● Data excerpts:

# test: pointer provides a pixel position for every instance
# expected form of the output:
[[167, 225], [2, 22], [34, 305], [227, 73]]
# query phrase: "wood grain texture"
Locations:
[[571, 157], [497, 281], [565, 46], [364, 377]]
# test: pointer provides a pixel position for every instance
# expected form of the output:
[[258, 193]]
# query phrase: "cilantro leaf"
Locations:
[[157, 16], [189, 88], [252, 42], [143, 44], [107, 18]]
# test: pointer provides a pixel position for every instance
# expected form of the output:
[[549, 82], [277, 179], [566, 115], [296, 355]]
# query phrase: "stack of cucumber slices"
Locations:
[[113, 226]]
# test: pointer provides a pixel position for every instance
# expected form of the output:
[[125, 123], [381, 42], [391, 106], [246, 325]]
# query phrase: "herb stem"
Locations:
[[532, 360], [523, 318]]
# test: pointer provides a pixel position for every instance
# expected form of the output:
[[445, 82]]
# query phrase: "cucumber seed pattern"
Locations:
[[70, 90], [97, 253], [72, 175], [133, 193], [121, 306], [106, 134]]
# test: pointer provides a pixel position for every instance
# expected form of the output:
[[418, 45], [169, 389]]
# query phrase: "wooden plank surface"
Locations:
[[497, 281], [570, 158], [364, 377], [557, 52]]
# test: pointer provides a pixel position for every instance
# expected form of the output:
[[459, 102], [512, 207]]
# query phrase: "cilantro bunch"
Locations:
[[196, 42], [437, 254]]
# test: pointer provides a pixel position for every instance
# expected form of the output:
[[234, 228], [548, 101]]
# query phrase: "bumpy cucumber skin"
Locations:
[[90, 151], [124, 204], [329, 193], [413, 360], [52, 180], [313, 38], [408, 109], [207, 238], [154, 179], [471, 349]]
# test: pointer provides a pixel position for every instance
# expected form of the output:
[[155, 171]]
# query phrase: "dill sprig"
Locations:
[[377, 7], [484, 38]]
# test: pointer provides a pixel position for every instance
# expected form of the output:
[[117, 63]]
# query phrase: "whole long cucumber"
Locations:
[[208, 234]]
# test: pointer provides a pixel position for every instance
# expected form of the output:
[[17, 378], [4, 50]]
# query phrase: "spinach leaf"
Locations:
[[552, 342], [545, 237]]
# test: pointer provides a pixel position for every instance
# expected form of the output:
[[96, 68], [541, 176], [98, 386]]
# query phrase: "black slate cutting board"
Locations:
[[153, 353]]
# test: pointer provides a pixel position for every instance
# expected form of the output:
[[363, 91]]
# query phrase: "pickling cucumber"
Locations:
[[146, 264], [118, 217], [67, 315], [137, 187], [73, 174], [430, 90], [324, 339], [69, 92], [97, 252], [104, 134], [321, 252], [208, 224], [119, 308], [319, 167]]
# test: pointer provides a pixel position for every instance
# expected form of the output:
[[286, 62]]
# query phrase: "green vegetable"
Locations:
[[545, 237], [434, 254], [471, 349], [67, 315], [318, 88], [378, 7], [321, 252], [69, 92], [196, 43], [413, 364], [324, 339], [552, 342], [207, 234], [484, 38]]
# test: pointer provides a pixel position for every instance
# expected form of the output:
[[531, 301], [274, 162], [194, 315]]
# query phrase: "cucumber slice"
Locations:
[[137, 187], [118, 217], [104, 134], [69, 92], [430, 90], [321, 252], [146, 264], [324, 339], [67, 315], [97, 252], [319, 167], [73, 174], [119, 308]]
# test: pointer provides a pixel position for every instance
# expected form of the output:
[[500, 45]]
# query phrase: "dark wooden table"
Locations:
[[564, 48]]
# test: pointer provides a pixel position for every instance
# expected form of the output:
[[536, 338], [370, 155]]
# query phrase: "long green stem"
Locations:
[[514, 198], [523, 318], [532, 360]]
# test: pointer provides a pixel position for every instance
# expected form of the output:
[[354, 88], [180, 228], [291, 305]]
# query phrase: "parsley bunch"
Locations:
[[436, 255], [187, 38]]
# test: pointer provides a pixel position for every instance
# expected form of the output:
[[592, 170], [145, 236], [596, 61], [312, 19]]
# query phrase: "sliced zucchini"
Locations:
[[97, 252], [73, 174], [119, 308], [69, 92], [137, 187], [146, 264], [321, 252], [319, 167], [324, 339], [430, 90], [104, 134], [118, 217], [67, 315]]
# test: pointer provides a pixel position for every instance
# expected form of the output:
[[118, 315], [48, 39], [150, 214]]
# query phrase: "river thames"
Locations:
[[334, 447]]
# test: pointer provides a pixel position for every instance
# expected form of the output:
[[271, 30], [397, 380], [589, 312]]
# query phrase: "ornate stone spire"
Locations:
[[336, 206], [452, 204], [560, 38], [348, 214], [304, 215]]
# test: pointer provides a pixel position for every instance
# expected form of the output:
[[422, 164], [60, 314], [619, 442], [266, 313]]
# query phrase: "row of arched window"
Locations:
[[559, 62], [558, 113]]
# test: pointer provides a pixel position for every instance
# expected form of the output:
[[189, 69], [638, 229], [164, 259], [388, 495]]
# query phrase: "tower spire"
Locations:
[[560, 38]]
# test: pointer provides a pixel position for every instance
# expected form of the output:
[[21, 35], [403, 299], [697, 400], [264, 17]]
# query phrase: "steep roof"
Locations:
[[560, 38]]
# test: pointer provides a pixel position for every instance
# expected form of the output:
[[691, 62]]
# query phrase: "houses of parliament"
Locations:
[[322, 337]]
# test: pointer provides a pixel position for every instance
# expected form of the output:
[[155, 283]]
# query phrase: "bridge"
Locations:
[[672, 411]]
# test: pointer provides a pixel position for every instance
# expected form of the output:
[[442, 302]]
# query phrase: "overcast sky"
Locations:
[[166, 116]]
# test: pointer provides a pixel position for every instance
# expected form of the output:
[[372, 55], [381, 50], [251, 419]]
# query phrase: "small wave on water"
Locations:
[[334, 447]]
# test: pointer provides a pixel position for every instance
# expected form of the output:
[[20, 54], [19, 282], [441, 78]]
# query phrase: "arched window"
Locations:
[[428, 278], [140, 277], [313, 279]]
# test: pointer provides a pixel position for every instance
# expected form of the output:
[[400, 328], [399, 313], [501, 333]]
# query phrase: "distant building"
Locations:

● What the task requires: Can you repeat all of these lines, swapping "query phrase" for "search term" wherever it appears and keeping everything else the same?

● Output of the task:
# test: pointer provides a pixel position for every instance
# expected form of the output:
[[167, 225], [2, 22], [34, 305], [227, 73]]
# search term: "wood grain texture"
Locations:
[[571, 157], [497, 281], [565, 46], [364, 377]]
# test: pointer provides a pixel position for every instance
# expected form of the output:
[[258, 193]]
# search term: "cilantro leaf"
Locations:
[[157, 16], [189, 88], [252, 42], [143, 44], [107, 18]]
# test: pointer provides a pixel position for every instance
# expected form of the output:
[[549, 82], [277, 179], [566, 115], [296, 355]]
# search term: "stack of cucumber slices"
Locations:
[[113, 226]]
# test: pointer provides a pixel position for every instance
# expected form of the output:
[[125, 123], [381, 42], [391, 106], [246, 325]]
# search term: "herb stem"
Locations:
[[532, 360], [523, 318]]
# test: pointer provides a pixel position for every instance
# expected form of the output:
[[445, 82]]
# search term: "cucumber seed pattern"
Locations:
[[70, 90], [97, 253], [72, 175], [133, 193], [121, 306], [106, 134]]
# test: pointer provides a pixel position for every instance
# expected form of the output:
[[418, 45], [169, 389]]
# search term: "wooden plank surface"
Locations:
[[497, 281], [570, 158], [364, 377], [557, 52]]
# test: pointer provides a pixel position for every instance
# expected form of the output:
[[459, 102], [512, 207]]
# search term: "cilantro bunch"
Locations:
[[196, 42], [437, 254]]
# test: pointer provides a pixel position for every instance
# expected form of the output:
[[234, 228], [548, 101]]
# search term: "bumpy cucumber skin"
Locations:
[[90, 151], [124, 204], [329, 193], [413, 360], [52, 180], [313, 38], [408, 109], [207, 238], [154, 179], [471, 349]]
# test: pointer provides a pixel position for every instance
# expected form of the output:
[[155, 171]]
# search term: "dill sprig"
Locations:
[[377, 7], [484, 38]]
# test: pointer provides a pixel position for every instance
# expected form of the output:
[[117, 63]]
# search term: "whole long cucumber"
Locations:
[[208, 234]]
# test: pointer provides a pixel position for every instance
# expected form of the output:
[[17, 378], [4, 50]]
# search term: "spinach leaf"
Locations:
[[552, 342], [545, 237]]
# test: pointer provides a pixel position for every instance
# expected form of the output:
[[96, 68], [541, 176], [98, 386]]
# search term: "black slate cutting board"
Locations:
[[153, 353]]
# test: pointer provides a pixel position for every instance
# expected form of the output:
[[363, 91]]
# search term: "pickling cucumber"
Locations:
[[146, 264], [118, 217], [67, 315], [137, 187], [73, 174], [430, 90], [324, 339], [69, 92], [97, 252], [104, 134], [321, 252], [208, 224], [119, 308], [319, 167]]
# test: pointer provides a pixel position for every instance
# expected form of the output:
[[286, 62]]
# search term: "green vegetable"
Locations:
[[545, 237], [434, 254], [471, 349], [67, 315], [318, 88], [378, 7], [321, 252], [69, 92], [196, 43], [413, 364], [324, 339], [552, 342], [207, 234], [484, 38]]
# test: pointer provides a pixel position for every instance
# expected form of the output:
[[531, 301], [274, 162], [194, 315]]
# search term: "cucumber slice"
Locations:
[[137, 187], [118, 217], [104, 134], [69, 92], [430, 90], [321, 252], [146, 264], [324, 339], [67, 315], [97, 252], [319, 167], [73, 174], [119, 308]]
# test: pointer provides a pixel position for every instance
# expected form of the output:
[[500, 45]]
# search term: "dark wooden table"
Locations:
[[564, 48]]
# test: pointer provides a pixel position for every instance
# expected form of the output:
[[536, 338], [370, 155]]
# search term: "long green stem"
Locations:
[[514, 198], [523, 318], [532, 360]]
# test: pointer provides a pixel position for every instance
# expected form of the output:
[[354, 88], [180, 228], [291, 305]]
# search term: "parsley bunch"
Locations:
[[436, 255], [187, 38]]
# test: pointer provides a pixel position for every instance
# expected form of the output:
[[592, 170], [145, 236], [596, 61], [312, 19]]
# search term: "sliced zucchini"
Locations:
[[97, 252], [73, 174], [119, 308], [69, 92], [137, 187], [146, 264], [321, 252], [319, 167], [324, 339], [430, 90], [104, 134], [118, 217], [67, 315]]
# test: pointer provides a pixel position for every instance
# expected form of the output:
[[118, 315], [48, 39], [150, 214]]
# search term: "river thames"
Locations:
[[334, 447]]
# test: pointer provides a pixel position for every instance
# expected form of the output:
[[271, 30], [397, 380], [589, 312]]
# search term: "ornate stone spire"
Locations:
[[336, 206], [452, 204], [560, 38], [348, 214], [304, 215]]
# test: pointer provides a pixel position for every instance
# expected form of the output:
[[422, 164], [60, 314], [619, 442], [266, 313]]
# search term: "row of arched window"
Locations:
[[559, 62], [558, 113]]
# test: pointer provides a pixel position for every instance
# expected form of the output:
[[189, 69], [638, 229], [164, 259], [388, 495]]
# search term: "tower spire"
Locations:
[[560, 38]]
# test: pointer provides a pixel position for every instance
# expected form of the output:
[[21, 35], [403, 299], [697, 400], [264, 17]]
# search term: "steep roof"
Locations:
[[560, 38]]
# test: pointer provides a pixel position for every instance
# expected form of the output:
[[691, 62]]
# search term: "houses of parliament"
Locations:
[[322, 337]]
# test: pointer provides a pixel position for every instance
# expected form of the output:
[[155, 283]]
# search term: "bridge"
Locations:
[[672, 411]]
# test: pointer provides a pixel position for every instance
# expected form of the output:
[[442, 302]]
# search term: "overcast sky"
Locations:
[[166, 116]]
# test: pointer provides a pixel position for every instance
# expected form of the output:
[[372, 55], [381, 50], [251, 419]]
# search term: "small wave on water"
Locations:
[[334, 447]]
# test: pointer provides a pixel position for every instance
# expected form of the output:
[[20, 54], [19, 282], [441, 78]]
# search term: "arched window"
Locations:
[[428, 278], [140, 277], [313, 279]]
# test: pointer provides a pixel position for every instance
# expected form of the output:
[[400, 328], [399, 313], [501, 333]]
# search term: "distant building"
Locations:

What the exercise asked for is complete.